◆ THE TASK
Turn all of the data below into a numbered list with no blank lines, and leave the pictures out.

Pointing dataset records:

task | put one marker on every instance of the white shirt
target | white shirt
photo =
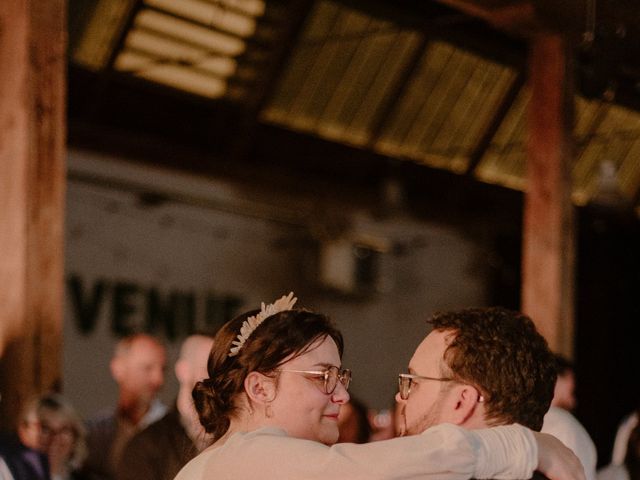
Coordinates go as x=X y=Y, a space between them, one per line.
x=444 y=452
x=566 y=428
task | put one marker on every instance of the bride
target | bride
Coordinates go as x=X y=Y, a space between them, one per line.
x=271 y=403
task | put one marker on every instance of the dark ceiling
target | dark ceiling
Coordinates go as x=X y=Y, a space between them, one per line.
x=352 y=91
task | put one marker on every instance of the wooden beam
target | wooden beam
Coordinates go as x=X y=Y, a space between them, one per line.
x=32 y=176
x=548 y=233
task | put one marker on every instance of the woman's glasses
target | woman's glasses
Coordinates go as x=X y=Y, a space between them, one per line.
x=405 y=380
x=330 y=377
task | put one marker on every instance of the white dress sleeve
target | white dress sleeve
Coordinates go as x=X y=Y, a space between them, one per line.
x=444 y=452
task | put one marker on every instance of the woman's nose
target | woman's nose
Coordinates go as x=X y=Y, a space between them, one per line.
x=340 y=394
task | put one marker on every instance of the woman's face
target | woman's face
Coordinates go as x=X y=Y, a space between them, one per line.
x=300 y=406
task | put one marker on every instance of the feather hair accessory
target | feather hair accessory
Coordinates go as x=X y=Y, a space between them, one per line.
x=286 y=302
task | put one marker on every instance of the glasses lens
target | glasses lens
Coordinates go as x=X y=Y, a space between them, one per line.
x=330 y=379
x=345 y=378
x=404 y=386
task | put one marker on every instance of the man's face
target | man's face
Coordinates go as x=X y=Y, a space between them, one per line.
x=427 y=403
x=140 y=372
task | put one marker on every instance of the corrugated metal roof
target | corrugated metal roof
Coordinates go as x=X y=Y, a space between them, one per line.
x=356 y=78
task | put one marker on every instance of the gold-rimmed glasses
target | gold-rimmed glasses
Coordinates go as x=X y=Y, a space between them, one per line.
x=405 y=380
x=330 y=377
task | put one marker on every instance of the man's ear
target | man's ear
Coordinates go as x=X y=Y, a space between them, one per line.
x=464 y=404
x=260 y=388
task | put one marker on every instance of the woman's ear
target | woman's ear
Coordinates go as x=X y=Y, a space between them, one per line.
x=260 y=388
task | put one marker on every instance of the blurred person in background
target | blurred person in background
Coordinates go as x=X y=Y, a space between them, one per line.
x=61 y=437
x=353 y=422
x=19 y=451
x=138 y=367
x=560 y=423
x=629 y=469
x=160 y=450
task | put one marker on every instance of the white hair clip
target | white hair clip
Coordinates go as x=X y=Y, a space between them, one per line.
x=286 y=302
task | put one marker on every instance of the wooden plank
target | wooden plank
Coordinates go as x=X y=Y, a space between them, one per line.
x=32 y=179
x=548 y=233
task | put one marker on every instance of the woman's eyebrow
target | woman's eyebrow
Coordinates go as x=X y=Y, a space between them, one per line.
x=325 y=365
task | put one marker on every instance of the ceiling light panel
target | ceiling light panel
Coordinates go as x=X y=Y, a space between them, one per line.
x=216 y=15
x=189 y=32
x=165 y=50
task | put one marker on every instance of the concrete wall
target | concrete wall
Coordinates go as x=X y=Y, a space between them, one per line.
x=201 y=240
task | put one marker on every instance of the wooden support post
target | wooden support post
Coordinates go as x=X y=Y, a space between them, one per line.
x=32 y=180
x=548 y=233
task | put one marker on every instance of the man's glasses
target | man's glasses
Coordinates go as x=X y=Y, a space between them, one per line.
x=330 y=377
x=405 y=380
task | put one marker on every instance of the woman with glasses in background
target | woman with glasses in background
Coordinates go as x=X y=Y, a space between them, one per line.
x=49 y=424
x=276 y=385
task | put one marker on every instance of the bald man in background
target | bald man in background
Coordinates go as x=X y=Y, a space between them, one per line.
x=159 y=451
x=138 y=367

◆ COMPLETED EXERCISE
1. task | put one marker on every instance of the white shirt
2. target | white shirt
3. photo =
4. Coordinates go as x=X y=Y, a space between them, one per line.
5. x=444 y=452
6. x=566 y=428
7. task | put one marker on every instance of the bride
8. target | bride
9. Coordinates go as x=X y=Y, a space between them, one per line.
10. x=271 y=403
11. task | put one marker on every instance of the dark ceiling
12. target | dark ceiling
13. Coordinates go as x=X y=Y, a space between them, one per line.
14. x=352 y=91
15. task | put one marker on every instance of the wooden beam
16. target | wooden beam
17. Coordinates go as x=X y=Y, a space between them, one per line.
18. x=32 y=176
19. x=548 y=233
20. task | put one marker on every instance of the woman's glasses
21. target | woman's glasses
22. Coordinates go as x=X y=Y, a space between them, one per line.
23. x=405 y=380
24. x=330 y=377
25. task | put one marker on every instance of the white dress sleeve
26. target | white dress sleeve
27. Coordinates go as x=X y=Y, a space between them, one per line.
28. x=444 y=452
29. task | put one marker on every instance of the woman's nose
30. target | woman's nose
31. Coordinates go as x=X y=Y, a space between them, one per line.
32. x=340 y=394
33. task | put one marker on every instance of the woman's face
34. target | woman's face
35. Coordinates go as x=X y=Y, a space between them, one per line.
36. x=300 y=406
37. task | put one marker on every instance of the feather hair accessory
38. target | feather hair accessory
39. Coordinates go as x=X y=Y, a space between them, one per line.
40. x=286 y=302
41. task | put one marker on every instance of the glasses lens
42. target | glasses lens
43. Coordinates go as x=X y=Y, a space between them, one per line.
44. x=330 y=379
45. x=345 y=378
46. x=404 y=386
47. task | put one marker on every instance of the man's face
48. target | man's face
49. Coordinates go as x=X y=Y, a space between them, one per line.
50. x=427 y=403
51. x=140 y=372
52. task | put one marker on every instance of the corrugated metal roof
53. target | corrugated metal roof
54. Coordinates go as x=X y=Y, a space between them, one per line.
55. x=356 y=78
56. task | put one marker on every instance of the gold-rimmed glasses
57. target | gold-rimmed glasses
58. Coordinates go as x=X y=Y, a space between them, one per line.
59. x=405 y=380
60. x=330 y=377
61. task | put one marker on every instance of the man's ear
62. target | man's ear
63. Coordinates go as x=X y=Y, a space between them, one per line.
64. x=464 y=404
65. x=260 y=388
66. task | put one marker on every instance of the woman's ear
67. target | woman's ear
68. Coordinates go as x=X y=Y, a space between them, one per line.
69. x=260 y=388
70. task | put one marker on every instance of the blurred person in background
71. target | blurred person in background
72. Coordinates go as x=X y=Y, a space between them, one per line.
73. x=61 y=437
74. x=353 y=422
75. x=19 y=451
76. x=138 y=367
77. x=560 y=423
78. x=629 y=469
79. x=160 y=450
80. task | put one marker on every instance of the white hair clip
81. target | white hair clip
82. Coordinates go as x=X y=Y, a space between them, one per line.
83. x=286 y=302
84. task | put one marker on every instance of the wooden plank
85. target | wooden plank
86. Coordinates go as x=X y=Y, a space between them, one per line.
87. x=32 y=179
88. x=548 y=233
89. task | put one marker on every instance of the woman's eyebrow
90. target | woman's eyebrow
91. Coordinates go as x=X y=Y, a space between them, one per line.
92. x=325 y=365
93. task | put one marker on every instance of the ceiling light panel
94. target | ceiling light panel
95. Coordinates go as x=X y=Y, a space between them, one per line.
96. x=216 y=15
97. x=189 y=32
98. x=165 y=50
99. task | put one marker on every instance of the concrete wall
100. target | concrete wall
101. Coordinates go as x=X y=Y, a space between them, one per line.
102. x=201 y=240
103. task | put one marker on every instance of the wooden support post
104. target | wooden support post
105. Coordinates go as x=X y=Y, a space between them, one per line.
106. x=32 y=180
107. x=548 y=233
108. task | put one marker on every instance of the man's glasses
109. target | man's glasses
110. Coordinates go as x=X y=Y, a space between them, one per line.
111. x=330 y=377
112. x=405 y=380
113. task | put one marker on every instance of the woman with glasses in background
114. target | woman with glasses in background
115. Coordinates go as x=X y=Y, a space between them, one per line.
116. x=49 y=424
117. x=276 y=385
118. task | put one marker on every instance of the bald man in background
119. target | bald man in background
120. Coordinates go as x=X y=Y, a space between them, one per line.
121. x=159 y=451
122. x=138 y=367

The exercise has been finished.